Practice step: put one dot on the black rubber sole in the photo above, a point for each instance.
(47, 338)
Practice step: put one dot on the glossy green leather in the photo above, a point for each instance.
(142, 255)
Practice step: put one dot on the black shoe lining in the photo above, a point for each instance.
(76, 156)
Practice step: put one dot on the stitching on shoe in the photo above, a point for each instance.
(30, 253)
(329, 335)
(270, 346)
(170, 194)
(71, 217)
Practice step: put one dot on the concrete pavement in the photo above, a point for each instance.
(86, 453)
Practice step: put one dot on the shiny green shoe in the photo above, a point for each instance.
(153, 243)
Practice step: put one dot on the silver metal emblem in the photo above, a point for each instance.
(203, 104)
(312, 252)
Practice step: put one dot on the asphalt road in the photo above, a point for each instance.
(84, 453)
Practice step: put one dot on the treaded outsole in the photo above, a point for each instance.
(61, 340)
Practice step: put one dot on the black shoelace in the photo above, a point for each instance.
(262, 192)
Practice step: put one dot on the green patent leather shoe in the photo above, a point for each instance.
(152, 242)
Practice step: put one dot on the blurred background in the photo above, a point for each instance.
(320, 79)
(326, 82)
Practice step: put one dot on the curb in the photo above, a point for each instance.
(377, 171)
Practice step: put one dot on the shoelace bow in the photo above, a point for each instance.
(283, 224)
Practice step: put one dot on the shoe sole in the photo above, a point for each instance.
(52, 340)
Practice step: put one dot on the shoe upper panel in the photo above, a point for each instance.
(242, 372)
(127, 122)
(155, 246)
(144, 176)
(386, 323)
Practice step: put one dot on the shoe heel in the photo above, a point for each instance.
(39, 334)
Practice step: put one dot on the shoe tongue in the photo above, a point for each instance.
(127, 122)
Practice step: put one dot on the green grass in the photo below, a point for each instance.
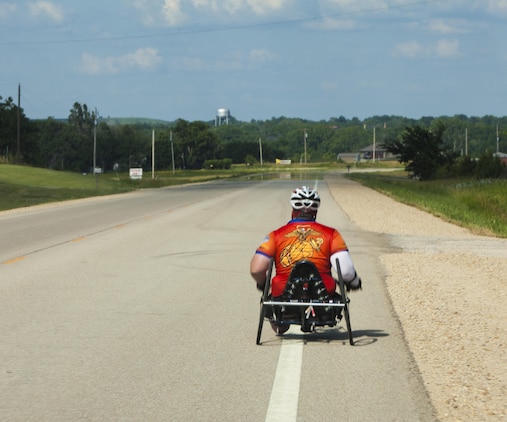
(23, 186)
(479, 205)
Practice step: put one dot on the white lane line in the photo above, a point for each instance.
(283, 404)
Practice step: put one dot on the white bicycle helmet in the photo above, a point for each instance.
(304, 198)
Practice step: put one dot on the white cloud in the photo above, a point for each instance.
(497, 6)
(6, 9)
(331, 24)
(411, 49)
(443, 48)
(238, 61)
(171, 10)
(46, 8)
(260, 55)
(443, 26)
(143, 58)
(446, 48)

++++++++++

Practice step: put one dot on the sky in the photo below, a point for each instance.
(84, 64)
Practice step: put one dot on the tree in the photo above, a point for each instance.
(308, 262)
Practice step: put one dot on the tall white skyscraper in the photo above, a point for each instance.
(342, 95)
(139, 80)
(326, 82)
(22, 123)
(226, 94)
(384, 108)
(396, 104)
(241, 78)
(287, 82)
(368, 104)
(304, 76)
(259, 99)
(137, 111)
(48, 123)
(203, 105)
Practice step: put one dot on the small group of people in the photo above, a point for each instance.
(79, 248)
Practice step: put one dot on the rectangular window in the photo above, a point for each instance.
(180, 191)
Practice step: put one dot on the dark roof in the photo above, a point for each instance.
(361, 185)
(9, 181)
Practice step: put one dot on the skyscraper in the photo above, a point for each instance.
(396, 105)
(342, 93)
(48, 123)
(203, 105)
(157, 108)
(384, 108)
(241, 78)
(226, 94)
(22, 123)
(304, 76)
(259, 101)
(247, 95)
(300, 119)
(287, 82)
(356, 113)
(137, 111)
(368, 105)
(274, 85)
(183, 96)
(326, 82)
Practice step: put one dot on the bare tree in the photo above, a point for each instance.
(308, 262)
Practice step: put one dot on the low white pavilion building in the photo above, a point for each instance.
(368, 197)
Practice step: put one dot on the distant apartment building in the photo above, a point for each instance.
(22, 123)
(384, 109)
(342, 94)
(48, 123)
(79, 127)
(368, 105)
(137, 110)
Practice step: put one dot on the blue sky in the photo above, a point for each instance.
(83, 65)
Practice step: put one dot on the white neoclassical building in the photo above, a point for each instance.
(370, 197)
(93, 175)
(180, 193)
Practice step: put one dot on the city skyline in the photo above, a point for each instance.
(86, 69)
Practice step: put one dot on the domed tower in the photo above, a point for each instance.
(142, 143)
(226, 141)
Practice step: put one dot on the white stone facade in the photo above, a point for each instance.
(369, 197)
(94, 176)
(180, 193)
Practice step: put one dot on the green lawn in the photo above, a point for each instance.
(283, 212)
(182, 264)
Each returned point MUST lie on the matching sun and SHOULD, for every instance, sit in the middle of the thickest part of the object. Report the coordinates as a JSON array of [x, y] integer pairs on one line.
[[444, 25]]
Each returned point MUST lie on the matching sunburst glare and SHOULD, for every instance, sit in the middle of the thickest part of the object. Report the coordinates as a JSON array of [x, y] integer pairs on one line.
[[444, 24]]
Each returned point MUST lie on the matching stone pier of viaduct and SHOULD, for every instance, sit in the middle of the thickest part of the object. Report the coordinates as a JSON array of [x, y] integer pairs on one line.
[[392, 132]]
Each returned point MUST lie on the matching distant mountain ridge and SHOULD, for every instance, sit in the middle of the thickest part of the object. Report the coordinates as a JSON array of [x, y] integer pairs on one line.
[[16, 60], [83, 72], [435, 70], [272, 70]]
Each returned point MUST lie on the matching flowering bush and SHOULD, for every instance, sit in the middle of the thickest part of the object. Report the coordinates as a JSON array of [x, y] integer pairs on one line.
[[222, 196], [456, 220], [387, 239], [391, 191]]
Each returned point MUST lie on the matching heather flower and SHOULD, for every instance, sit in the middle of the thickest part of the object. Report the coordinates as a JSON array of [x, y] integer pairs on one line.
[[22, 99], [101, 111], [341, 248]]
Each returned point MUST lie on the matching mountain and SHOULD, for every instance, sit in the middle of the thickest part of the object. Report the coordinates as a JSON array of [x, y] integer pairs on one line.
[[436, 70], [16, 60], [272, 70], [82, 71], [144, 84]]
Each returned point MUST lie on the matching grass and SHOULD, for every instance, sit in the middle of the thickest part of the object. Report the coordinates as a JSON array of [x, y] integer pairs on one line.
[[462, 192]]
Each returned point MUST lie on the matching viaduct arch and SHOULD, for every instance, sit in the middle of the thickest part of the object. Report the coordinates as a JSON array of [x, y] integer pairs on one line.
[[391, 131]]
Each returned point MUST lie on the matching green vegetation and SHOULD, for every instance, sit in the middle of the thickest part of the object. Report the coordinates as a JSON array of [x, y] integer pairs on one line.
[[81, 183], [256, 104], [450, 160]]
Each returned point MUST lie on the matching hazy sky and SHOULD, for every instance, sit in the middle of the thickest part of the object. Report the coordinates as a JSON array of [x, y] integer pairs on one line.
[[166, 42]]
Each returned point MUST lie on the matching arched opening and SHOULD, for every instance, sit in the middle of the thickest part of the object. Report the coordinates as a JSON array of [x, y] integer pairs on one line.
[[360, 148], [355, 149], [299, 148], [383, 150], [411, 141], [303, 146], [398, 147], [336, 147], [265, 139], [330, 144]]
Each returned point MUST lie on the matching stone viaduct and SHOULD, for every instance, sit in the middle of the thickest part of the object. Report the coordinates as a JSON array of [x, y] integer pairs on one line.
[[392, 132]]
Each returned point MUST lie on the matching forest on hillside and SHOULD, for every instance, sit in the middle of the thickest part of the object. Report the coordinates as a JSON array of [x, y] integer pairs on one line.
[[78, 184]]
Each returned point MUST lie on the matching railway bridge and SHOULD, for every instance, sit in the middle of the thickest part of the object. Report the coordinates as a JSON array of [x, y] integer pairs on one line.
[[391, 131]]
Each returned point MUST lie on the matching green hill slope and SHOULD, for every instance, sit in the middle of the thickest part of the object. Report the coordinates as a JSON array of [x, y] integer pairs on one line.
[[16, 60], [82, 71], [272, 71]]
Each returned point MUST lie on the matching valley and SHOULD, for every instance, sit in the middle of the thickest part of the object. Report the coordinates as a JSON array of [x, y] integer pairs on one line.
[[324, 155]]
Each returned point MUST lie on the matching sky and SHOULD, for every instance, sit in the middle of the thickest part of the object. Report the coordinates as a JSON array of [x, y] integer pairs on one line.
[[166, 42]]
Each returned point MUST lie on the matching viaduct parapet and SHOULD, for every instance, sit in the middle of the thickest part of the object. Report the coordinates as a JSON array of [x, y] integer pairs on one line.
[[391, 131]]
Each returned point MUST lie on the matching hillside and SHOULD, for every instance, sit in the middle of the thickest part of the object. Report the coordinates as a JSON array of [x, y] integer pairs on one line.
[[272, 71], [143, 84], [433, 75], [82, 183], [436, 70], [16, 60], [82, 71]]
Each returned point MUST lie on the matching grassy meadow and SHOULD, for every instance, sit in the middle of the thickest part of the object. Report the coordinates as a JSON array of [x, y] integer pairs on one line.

++++++++++

_What to work on_
Copy out the entries that open with the line containing "Each returned point MUST lie on the matching hillside" and close with the line containing "60], [82, 71]]", reproducing each character as it appears.

_Response to the exercise_
Each returned point MUST lie on the matching hillside and SHOULD, for every instance, sit in the middle of the thickest part of the object. Report the coordinates as a JSON array of [x, y] integer pairs on one line.
[[272, 71], [143, 84], [433, 75], [82, 183], [436, 70], [16, 60], [82, 71]]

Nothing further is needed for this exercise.